Problem set>
1. According to the prostate cancer interview below, which Gleason grades count as high-risk?
2. In the prostate cancer interview below, rewrite the paragraph starting "Screening actually has never been easier" in fewer words, keeping its main facts.
3. The prostate cancer interview below names the things doctors look at when deciding which patients need treatment. List all of them.

Reading passage>
Content starts

I think some people may be a little intimidated by the screening process itself. Could you walk us through what goes into actually being screened?

Dr. Behfar Ehdaie:

Screening actually has never been easier. In the past we used to include a digital rectal examination as part of our screening. We have since not included that and relied predominantly on a blood test. And that's the prostate-specific antigen, also known as the PSA test, which is a normal enzyme produced by the prostate gland associated with seminal fluid and easy to obtain through blood.

Dr. Diane Reidy-Lagunes:

Dana, we know regular screening is important because it can increase the cure rate when we find the cancer earlier. But we have some confusion sometimes since some of these tumors can be quite slow growing and may not need treatment. So how do you know what's the right approach for you?

Dr. Dana Rathkopf:

As a medical oncologist, I typically see patients who have what we would call intermediate- or high-risk disease. When you're screened by your urologic surgeon who does a biopsy and finds prostate cancer, the pathologists look at the cancer cells under the microscope and give it a grade that translates into the risk of prostate cancer. We call it the Gleason grade. Typically a patient who has a Gleason grade 7 would be considered intermediate-risk. A Gleason grade 8, 9, 10 would be considered high-risk. There are always modifications to that. Sometimes somebody might have an elevated PSA or features on imaging that don't quite match the biopsy, and we take that into consideration as well.

So when we think about which patients need treatment, we're looking at the actual biopsy, the Gleason grade, we're looking at the PSA level, we're looking at their risk factors, often we get imaging, and we're really trying to get a sense if there's something there that's more aggressive that needs treatment.

Dr. Diane Reidy-Lagunes:

Behfar, for those patients that don't need to go to Dana or Sean yet, and could potentially be in that bucket of active surveillance, what does that actually mean? Who are those patients and what do they have to do while they're undergoing that surveillance?

Content ends

[Saved data entries]

Content starts

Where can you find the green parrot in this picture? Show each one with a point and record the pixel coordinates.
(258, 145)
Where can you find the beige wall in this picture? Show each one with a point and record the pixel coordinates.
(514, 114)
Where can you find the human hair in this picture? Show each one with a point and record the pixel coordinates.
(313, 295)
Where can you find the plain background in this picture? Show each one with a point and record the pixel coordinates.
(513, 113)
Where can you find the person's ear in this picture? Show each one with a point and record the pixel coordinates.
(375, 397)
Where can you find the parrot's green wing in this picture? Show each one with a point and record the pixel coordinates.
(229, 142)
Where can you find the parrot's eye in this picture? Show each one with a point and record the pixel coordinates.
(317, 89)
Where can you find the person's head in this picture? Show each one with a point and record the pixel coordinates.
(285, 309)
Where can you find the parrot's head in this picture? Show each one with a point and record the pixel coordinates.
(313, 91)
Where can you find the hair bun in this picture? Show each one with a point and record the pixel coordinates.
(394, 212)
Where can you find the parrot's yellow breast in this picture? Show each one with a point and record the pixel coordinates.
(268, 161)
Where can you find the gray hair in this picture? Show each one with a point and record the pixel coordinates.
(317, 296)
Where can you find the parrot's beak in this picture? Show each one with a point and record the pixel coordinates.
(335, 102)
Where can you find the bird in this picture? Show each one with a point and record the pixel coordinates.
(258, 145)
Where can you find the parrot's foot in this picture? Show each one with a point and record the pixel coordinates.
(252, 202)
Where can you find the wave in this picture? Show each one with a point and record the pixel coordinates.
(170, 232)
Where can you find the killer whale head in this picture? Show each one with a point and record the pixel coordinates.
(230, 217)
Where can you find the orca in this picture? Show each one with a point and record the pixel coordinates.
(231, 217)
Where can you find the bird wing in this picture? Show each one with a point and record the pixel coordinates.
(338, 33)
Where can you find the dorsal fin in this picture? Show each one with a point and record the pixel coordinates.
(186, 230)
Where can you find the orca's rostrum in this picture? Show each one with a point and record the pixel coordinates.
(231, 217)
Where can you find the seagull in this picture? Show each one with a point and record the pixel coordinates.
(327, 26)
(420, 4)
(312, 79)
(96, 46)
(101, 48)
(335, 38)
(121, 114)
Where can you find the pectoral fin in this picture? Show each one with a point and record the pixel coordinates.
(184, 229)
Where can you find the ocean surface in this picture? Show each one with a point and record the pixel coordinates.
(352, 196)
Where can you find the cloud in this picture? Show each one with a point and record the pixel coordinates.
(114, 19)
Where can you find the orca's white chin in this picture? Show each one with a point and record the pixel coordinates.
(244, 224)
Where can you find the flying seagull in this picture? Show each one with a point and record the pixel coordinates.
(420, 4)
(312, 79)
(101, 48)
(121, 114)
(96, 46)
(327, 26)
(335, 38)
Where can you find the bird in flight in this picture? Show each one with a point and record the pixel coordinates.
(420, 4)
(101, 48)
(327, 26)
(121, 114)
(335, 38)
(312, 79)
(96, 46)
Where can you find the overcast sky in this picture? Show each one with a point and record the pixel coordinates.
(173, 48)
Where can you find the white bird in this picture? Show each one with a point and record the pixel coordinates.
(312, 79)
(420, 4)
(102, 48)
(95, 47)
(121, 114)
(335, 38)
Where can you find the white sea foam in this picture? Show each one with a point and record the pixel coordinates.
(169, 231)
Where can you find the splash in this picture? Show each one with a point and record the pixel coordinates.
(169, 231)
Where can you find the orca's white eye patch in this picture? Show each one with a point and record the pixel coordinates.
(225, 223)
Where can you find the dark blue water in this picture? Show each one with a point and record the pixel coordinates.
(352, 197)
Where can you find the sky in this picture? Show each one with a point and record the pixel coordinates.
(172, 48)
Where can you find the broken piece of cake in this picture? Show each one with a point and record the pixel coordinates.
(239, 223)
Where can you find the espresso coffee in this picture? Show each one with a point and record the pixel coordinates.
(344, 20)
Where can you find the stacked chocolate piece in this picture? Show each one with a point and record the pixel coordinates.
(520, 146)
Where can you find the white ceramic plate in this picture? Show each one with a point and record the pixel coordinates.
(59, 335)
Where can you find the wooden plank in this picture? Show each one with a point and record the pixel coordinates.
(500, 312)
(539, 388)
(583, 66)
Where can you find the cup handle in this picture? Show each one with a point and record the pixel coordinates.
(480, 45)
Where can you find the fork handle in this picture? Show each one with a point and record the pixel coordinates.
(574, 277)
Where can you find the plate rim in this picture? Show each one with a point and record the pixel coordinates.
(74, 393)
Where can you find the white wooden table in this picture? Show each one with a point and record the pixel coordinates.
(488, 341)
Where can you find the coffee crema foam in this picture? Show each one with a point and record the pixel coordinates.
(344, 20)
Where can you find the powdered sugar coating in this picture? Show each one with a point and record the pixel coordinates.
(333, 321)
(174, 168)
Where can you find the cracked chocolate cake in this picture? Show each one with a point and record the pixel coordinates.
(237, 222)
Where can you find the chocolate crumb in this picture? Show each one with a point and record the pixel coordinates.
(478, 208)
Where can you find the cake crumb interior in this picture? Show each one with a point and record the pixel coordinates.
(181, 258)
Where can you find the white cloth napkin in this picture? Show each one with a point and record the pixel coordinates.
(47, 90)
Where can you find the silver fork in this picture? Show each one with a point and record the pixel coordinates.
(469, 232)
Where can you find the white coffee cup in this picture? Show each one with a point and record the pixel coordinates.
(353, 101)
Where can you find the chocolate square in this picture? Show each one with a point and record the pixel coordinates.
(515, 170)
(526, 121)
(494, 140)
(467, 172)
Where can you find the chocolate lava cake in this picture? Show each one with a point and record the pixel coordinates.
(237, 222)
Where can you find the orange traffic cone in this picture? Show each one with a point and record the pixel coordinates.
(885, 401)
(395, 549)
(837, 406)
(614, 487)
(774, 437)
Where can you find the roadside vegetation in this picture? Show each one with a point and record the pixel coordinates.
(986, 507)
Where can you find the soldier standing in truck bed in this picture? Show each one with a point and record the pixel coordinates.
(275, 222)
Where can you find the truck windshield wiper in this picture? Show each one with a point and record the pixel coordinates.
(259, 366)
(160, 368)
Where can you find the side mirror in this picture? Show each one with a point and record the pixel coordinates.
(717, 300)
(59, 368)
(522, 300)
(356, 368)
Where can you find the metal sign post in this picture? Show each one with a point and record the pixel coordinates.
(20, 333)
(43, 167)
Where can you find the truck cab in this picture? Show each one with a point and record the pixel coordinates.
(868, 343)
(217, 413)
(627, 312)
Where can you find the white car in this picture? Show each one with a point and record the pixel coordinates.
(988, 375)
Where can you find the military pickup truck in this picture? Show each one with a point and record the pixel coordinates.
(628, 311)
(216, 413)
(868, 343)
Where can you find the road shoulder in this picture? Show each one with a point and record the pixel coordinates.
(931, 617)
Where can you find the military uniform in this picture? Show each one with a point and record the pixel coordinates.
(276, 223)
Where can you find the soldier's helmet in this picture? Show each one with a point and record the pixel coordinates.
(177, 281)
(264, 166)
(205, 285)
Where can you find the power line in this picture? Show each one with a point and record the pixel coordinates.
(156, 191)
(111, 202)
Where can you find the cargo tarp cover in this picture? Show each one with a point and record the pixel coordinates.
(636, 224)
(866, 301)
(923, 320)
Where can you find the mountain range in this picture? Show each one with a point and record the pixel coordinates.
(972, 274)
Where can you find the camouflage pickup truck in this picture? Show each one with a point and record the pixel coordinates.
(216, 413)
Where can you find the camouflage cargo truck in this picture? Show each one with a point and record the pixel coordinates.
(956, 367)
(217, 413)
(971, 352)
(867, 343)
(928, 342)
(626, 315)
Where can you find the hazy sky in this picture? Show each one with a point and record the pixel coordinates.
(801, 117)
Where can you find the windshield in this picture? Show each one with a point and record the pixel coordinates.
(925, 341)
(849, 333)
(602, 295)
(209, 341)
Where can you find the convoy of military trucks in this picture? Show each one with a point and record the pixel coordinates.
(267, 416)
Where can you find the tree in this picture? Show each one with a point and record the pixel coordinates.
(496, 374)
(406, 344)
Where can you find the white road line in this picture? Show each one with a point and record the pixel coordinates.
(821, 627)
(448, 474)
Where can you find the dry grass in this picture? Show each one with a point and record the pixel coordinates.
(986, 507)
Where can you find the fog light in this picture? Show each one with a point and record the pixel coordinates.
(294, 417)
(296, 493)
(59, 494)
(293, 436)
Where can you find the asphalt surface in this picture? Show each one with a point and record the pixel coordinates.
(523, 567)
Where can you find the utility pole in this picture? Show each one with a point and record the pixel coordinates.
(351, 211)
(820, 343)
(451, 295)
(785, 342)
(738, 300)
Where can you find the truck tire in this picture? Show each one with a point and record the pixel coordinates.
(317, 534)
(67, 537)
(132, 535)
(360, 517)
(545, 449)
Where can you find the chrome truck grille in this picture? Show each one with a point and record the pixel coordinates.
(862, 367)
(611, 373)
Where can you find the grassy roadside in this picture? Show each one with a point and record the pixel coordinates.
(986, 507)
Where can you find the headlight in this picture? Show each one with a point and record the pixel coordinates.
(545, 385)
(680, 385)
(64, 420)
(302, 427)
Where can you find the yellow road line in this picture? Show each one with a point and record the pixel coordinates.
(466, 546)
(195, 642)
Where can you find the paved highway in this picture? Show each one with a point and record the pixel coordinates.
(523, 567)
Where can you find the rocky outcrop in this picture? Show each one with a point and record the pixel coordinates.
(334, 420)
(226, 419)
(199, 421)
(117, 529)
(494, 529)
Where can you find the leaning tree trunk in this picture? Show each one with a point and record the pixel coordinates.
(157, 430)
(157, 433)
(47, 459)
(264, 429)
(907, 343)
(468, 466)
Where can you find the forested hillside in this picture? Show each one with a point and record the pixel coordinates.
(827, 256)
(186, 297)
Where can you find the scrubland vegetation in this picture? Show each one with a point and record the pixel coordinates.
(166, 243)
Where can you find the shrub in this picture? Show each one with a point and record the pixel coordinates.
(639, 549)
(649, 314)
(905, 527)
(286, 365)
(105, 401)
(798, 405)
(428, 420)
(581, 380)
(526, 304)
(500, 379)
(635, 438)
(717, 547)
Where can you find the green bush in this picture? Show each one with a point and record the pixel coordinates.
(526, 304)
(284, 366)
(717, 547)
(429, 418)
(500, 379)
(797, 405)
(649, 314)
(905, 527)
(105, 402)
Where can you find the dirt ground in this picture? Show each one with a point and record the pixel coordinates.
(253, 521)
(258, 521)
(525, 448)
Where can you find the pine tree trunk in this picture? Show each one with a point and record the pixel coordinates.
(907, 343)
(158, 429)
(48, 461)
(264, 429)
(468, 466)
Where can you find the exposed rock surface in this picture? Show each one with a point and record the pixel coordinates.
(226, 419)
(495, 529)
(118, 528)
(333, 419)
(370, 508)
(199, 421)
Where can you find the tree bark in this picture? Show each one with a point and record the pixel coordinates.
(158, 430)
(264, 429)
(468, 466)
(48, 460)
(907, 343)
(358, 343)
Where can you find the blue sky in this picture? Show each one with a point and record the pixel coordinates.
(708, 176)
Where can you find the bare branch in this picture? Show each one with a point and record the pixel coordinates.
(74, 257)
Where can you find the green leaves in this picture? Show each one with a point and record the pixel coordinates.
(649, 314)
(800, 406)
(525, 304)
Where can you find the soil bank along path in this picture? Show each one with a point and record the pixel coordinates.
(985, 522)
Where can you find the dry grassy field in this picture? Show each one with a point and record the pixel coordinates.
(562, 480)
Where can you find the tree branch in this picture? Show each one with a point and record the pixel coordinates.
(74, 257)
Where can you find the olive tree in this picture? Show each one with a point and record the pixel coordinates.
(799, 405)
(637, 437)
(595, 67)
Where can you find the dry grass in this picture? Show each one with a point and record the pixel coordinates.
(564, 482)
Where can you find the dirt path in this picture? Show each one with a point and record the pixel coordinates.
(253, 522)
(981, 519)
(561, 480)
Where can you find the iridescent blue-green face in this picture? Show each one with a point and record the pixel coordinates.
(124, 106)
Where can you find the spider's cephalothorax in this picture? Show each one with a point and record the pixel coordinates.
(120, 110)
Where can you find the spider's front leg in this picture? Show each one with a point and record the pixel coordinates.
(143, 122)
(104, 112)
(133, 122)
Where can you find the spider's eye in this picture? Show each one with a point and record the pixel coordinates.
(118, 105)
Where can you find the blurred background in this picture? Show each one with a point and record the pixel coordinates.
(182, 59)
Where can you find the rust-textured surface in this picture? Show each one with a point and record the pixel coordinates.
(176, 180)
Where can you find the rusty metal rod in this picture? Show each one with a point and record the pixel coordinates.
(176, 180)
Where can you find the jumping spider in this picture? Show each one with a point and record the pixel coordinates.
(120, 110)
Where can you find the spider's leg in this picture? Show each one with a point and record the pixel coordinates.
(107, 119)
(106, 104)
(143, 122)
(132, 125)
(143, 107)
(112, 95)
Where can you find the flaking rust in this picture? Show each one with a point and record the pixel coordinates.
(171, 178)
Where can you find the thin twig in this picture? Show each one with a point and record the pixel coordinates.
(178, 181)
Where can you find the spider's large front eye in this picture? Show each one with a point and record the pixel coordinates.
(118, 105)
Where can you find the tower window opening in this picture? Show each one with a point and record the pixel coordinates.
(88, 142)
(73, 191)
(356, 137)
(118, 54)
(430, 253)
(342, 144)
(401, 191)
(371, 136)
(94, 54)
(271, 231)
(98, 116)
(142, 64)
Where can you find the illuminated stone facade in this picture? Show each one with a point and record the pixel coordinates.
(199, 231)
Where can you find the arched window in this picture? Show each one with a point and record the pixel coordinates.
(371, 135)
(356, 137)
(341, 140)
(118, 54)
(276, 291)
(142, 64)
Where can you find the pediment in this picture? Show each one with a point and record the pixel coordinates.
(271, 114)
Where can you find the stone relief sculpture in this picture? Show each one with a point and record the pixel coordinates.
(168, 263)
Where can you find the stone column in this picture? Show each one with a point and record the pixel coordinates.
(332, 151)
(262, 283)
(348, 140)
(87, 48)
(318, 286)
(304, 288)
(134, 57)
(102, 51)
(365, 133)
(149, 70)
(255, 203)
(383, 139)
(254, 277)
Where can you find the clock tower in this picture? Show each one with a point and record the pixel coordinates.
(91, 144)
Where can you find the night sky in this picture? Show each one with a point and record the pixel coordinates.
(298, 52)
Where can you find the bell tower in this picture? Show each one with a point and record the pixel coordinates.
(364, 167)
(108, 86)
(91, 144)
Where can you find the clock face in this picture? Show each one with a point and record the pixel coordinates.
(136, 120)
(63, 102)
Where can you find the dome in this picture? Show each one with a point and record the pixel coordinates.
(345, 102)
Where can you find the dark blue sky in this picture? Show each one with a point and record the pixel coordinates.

Content ends

Answer section>
1. Gleason grades 8, 9, and 10.

2. Prostate cancer screening is now easier than ever. It used to include a digital rectal exam, but that has been dropped, and screening now relies mainly on the PSA (prostate-specific antigen) blood test. PSA is a normal enzyme made by the prostate gland, linked to seminal fluid, and easy to get from blood.

3.
- The actual biopsy
- The Gleason grade
- The PSA level
- The patient's risk factors
- Imaging